» **TEXTO DE ORIGEM**
....
No portal do Museu da Língua Portuguesa, há uma importante coletânea de textos que podem interessar aos que amam o idioma e querem usá-lo com maior discernimento. Como exemplo, queiram conhecer Uma política linguística para o português, de Ataliba T. Castilho.
Na apresentação do texto, diz-se que “política costuma ser um tema ligado a partidos, deputados e ministros; no entanto, a linguística possui sua própria política, bem diferente daquela conhecida em Brasília” (referência feita à Capital do Brasil).
Na sua exposição, o autor se propõe a fazer uma definição do que seja ‘política linguística’. A proposta de definição inicia-se com as seguintes perguntas:
- O que é política linguística?
- Qual é a dimensão internacional da Língua Portuguesa?
- Como tem sido a documentação e o estudo da Língua Portuguesa no Brasil, em Portugal e na África?
- Que ações governamentais são tomadas com respeito à língua portuguesa?
- Que tem feito o Estado brasileiro com respeito ao ensino da Língua Portuguesa?
- Como são tratadas as minorias linguísticas?
- Quais são as relações entre o português e o espanhol na América Latina?
Depois de esboçar suas primeiras respostas, Ataliba T. Castilho aprofunda uma série de questões sobre:
- A língua oficial do Estado e sua gestão
- Gestão das comunidades bilíngues e plurilíngues
- Gestão das minorias linguísticas
- O Estado e o ensino da Língua Portuguesa como língua materna
- A atuação das universidades nas questões do ensino do Português
- O Estado e o ensino das línguas estrangeiras
Seu texto, arguto e bem informado, pretende ser um convite ao debate, conquanto nele defenda de forma vigorosa seus pontos de vista como no seguinte seguimento (adaptado à nova ortografia):
Cinco países africanos escolheram o português como sua língua oficial, depois das guerras de independência: Angola, Moçambique, Guiné-Bissau, Cabo Verde, São Tomé e Príncipe. Mais recentemente, Timor Leste somou-se a esse grupo, como a mais nova nação democrática do mundo. Nova e heroica, pois resistiu à Indonésia e à Austrália ao adotar o Português como sua língua oficial.
....
» **LINHAS ARMAZENADAS**
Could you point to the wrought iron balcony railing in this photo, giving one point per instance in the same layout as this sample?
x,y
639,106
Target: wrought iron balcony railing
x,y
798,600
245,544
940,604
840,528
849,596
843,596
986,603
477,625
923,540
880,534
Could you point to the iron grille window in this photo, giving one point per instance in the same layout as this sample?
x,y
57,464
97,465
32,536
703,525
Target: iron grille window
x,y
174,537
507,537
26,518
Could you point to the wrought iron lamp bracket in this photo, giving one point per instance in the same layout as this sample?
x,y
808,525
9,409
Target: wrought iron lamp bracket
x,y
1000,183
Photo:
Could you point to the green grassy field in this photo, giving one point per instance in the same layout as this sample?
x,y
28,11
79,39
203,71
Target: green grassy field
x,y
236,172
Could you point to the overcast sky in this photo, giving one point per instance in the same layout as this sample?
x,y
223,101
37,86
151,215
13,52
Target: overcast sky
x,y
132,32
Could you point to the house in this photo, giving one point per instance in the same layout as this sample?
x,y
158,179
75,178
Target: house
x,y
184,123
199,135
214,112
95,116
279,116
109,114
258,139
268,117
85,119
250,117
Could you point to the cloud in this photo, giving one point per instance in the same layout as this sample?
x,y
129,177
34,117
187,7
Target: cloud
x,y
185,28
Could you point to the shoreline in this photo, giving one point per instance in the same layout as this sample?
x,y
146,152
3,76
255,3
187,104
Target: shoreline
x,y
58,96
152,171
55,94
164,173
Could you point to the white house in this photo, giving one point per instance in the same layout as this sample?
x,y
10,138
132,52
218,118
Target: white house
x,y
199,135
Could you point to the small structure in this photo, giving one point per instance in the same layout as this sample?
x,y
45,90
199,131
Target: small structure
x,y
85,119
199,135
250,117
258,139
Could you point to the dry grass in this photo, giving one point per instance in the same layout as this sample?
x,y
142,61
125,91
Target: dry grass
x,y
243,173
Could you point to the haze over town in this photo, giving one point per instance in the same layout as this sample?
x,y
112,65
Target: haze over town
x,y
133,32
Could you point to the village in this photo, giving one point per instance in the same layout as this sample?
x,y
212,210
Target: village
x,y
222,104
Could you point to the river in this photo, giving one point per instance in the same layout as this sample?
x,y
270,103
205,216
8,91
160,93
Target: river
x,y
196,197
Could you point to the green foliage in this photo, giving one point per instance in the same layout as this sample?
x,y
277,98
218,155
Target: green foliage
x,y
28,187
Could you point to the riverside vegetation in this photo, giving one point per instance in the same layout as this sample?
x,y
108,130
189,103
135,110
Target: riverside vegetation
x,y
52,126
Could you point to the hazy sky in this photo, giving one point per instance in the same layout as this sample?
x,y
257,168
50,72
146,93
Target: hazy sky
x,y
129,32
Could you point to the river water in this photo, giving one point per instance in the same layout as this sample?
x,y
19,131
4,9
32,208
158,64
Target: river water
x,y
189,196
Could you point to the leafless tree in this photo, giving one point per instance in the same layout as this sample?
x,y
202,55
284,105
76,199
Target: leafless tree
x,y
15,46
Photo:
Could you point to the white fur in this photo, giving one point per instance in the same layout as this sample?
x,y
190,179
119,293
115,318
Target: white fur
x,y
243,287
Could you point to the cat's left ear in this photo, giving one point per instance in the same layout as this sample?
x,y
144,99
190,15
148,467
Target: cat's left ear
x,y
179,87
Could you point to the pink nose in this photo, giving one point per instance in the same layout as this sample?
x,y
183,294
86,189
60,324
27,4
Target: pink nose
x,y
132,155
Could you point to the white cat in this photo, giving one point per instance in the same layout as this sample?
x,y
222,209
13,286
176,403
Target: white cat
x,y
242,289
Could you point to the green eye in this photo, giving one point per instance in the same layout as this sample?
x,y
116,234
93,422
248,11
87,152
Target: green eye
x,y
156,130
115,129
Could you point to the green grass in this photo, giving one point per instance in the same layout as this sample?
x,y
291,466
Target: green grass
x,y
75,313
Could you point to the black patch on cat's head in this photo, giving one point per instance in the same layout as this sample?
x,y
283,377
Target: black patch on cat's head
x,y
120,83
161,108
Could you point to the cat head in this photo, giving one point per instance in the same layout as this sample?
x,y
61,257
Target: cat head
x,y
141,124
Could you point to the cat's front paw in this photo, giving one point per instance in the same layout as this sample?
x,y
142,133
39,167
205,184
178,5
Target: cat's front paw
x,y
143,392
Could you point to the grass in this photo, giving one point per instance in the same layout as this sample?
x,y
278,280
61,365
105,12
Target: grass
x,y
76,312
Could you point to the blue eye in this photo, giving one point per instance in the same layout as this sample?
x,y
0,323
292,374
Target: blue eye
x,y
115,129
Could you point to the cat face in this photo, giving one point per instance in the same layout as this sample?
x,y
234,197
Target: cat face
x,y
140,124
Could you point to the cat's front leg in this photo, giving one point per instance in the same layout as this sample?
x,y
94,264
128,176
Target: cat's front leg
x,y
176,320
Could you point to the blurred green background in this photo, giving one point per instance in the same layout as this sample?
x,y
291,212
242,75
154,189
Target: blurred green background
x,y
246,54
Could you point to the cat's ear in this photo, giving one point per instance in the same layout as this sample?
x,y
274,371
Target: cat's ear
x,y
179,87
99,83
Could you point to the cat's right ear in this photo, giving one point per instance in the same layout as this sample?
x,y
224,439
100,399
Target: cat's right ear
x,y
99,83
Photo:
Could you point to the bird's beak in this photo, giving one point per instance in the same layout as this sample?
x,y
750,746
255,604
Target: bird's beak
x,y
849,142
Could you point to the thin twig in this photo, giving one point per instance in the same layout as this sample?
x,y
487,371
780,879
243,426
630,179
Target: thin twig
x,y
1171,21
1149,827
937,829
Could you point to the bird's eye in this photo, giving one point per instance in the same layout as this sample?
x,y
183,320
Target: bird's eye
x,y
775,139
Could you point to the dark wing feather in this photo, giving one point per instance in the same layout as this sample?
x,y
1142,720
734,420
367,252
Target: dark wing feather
....
» **REQUISITOS**
1. Diga se cada afirmação a seguir está de acordo com o texto sobre política linguística. Para cada uma, responda sim ou não e cite literalmente as palavras do texto que decidem a resposta. (a) O autor se propõe a definir o que é política linguística. (b) Seis países africanos escolheram o português como língua oficial depois das guerras de independência. (c) Timor Leste resistiu à Indonésia e à Austrália ao adotar o português como língua oficial.
2. Prossiga o texto sobre política linguística a partir da última frase apresentada.
Os registros não têm papel algum aqui.

» **RESULTADOS POR TAREFA**
1.
(a) Sim: "o autor se propõe a fazer uma definição do que seja ‘política linguística’".
(b) Não: "Cinco países africanos escolheram o português como sua língua oficial, depois das guerras de independência".
(c) Sim: "pois resistiu à Indonésia e à Austrália ao adotar o Português como sua língua oficial".

2.
Organismos internacionais adiante mencionados têm debatido algumas políticas comuns que poderiam ser estabelecidas para os países de língua oficial portuguesa, respeitadas as diferenças regionais.
Relativamente à identificação do padrão linguístico, simplificando bastante as coisas, pode-se reconhecer que passamos no Brasil por duas fases.
Até a primeira metade do século passado, moções aprovadas em congressos apontaram uma variedade regional, o falar carioca, como o padrão do Português Brasileiro. Essa variedade passou a ser utilizada na preparação de livros didáticos por professores do Rio de Janeiro, impressos por editoras localizadas em sua maioria na mesma cidade. Não deu certo, pois a ideia não contava com fundamento empírico. Nunca se comprovou que as classes cultas brasileiras falavam como seus homólogos cariocas, nem que passassem a falar como tal. Aprendeu-se que em matéria de política linguística uma legislação mesmo que informal não molda a realidade.
Com o desenvolvimento da pesquisa linguística, surgiram a partir dos anos 70 projetos coletivos de descrição da variedade brasileira do Português. Ao descrever a realidade dos usos linguísticos cuidadosamente documentados, confirmou-se a hipótese de Nelson Rossi sobre o policentrismo do padrão linguístico, nucleado no Norte, Nordeste, Centro-Oeste, Sudeste e Sul: Rossi (1968). Surgiram aí padrões marcados por escolhas fonéticas e léxicas que se não complicam a intercomunicação, pelo menos não escondem os diferentes modos de falar dos brasileiros cultos, objeto de consideração nas escolas.
Impossível, em suma, escolher uma variedade regional e considerá-la o padrão do Português Brasileiro. Impossível, também, comprovar que esse padrão esteja documentado na língua literária. Há um padrão da língua falada, que corresponde aos usos linguísticos das pessoas cultas. Há um padrão da língua escrita, que corresponde aos usos linguísticos dos jornais e revistas de grande circulação, os únicos textos que garantidamente estão ao alcance da população. Ambos os padrões apresentam as variações linguísticas comuns às sociedades complexas.
Já a língua literária é outra coisa, pois assenta num projeto estético que impulsiona os autores a, justamente, distanciar-se da escrita do dia-a-dia, buscando um veio próprio, singular, diferenciado, não-padrão. Sempre achei um desrespeito tratar os grandes escritores como meros fornecedores de regras de bom Português para uso das escolas. Como diríamos coloquialmente, os escritores “estão em outra”, para sorte de seus leitores.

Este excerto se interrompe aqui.